» **INSTRUCTIONS TO FOLLOW**:
Could you rewrite the material below with every instance of "If you would be so kind as to" replaced by "Please" and nothing else altered?

##############################

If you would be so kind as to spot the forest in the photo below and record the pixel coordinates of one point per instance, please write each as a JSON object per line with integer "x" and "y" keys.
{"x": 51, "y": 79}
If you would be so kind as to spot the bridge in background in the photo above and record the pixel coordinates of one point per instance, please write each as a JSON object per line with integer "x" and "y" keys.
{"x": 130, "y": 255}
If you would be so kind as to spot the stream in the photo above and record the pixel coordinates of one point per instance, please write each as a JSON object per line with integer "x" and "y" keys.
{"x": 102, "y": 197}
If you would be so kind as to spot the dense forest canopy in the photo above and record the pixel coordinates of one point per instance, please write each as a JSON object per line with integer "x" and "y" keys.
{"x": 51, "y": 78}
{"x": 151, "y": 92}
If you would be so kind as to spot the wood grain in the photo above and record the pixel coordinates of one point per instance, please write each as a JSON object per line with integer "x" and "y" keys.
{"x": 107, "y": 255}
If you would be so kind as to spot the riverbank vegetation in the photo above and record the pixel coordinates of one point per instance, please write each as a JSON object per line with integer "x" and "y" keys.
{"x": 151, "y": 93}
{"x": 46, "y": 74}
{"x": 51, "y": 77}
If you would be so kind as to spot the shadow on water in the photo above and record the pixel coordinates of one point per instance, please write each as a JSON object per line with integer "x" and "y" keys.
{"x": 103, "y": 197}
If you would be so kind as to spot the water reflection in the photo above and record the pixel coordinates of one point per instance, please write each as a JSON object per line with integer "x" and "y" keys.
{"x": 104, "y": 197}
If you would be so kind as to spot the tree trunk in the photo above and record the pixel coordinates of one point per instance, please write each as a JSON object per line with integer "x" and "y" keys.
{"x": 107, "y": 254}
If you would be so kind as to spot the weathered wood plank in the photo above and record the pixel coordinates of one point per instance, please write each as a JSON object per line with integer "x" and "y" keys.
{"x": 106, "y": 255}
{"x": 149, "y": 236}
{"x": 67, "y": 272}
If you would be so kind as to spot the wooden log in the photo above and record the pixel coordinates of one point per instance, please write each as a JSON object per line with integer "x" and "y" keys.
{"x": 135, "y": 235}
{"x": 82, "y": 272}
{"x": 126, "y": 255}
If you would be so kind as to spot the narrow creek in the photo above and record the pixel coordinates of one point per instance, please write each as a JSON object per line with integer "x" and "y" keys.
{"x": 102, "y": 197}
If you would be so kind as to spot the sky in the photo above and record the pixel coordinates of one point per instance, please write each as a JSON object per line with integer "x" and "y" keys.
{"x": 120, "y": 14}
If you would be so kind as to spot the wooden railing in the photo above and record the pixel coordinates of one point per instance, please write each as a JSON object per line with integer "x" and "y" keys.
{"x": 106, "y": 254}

##############################

» **RESULT OF THE TASK**:
Please spot the forest in the photo below and record the pixel coordinates of one point per instance, please write each as a JSON object per line with integer "x" and "y" keys.
{"x": 51, "y": 79}
Please spot the bridge in background in the photo above and record the pixel coordinates of one point per instance, please write each as a JSON object per line with integer "x" and "y" keys.
{"x": 130, "y": 255}
Please spot the stream in the photo above and record the pixel coordinates of one point per instance, please write each as a JSON object per line with integer "x" and "y" keys.
{"x": 102, "y": 197}
Please spot the dense forest canopy in the photo above and record the pixel coordinates of one point per instance, please write each as a JSON object per line with integer "x" and "y" keys.
{"x": 51, "y": 78}
{"x": 151, "y": 92}
Please spot the wood grain in the photo above and record the pixel coordinates of one point per instance, please write each as a JSON object per line with integer "x" and "y" keys.
{"x": 107, "y": 255}
Please spot the riverbank vegetation in the photo above and record the pixel coordinates of one point per instance, please write each as a JSON object per line with integer "x" and "y" keys.
{"x": 151, "y": 93}
{"x": 46, "y": 74}
{"x": 51, "y": 77}
Please spot the shadow on water in the photo above and record the pixel coordinates of one point per instance, please write each as a JSON object per line with integer "x" and "y" keys.
{"x": 103, "y": 197}
Please spot the water reflection in the photo above and record the pixel coordinates of one point per instance, please write each as a JSON object per line with integer "x" and "y" keys.
{"x": 104, "y": 197}
Please spot the tree trunk in the photo above and record the pixel coordinates of one point per instance, please write each as a JSON object per line with integer "x" and "y" keys.
{"x": 107, "y": 254}
Please spot the weathered wood plank in the photo above and record the pixel coordinates of one point per instance, please write each as a JSON object per line with integer "x" and "y" keys.
{"x": 106, "y": 255}
{"x": 149, "y": 236}
{"x": 67, "y": 272}
Please spot the wooden log in the photo above and record the pixel coordinates of one point per instance, please write each as a JSON object per line with integer "x" and "y" keys.
{"x": 135, "y": 235}
{"x": 82, "y": 272}
{"x": 126, "y": 255}
Please spot the narrow creek in the photo above and record the pixel coordinates of one point per instance, please write each as a JSON object per line with integer "x" and "y" keys.
{"x": 102, "y": 197}
Please spot the sky in the photo above and record the pixel coordinates of one point per instance, please write each as a JSON object per line with integer "x" and "y" keys.
{"x": 120, "y": 14}
Please spot the wooden railing in the photo above and record the pixel coordinates of one point per instance, please write each as a JSON object per line with integer "x" and "y" keys.
{"x": 106, "y": 254}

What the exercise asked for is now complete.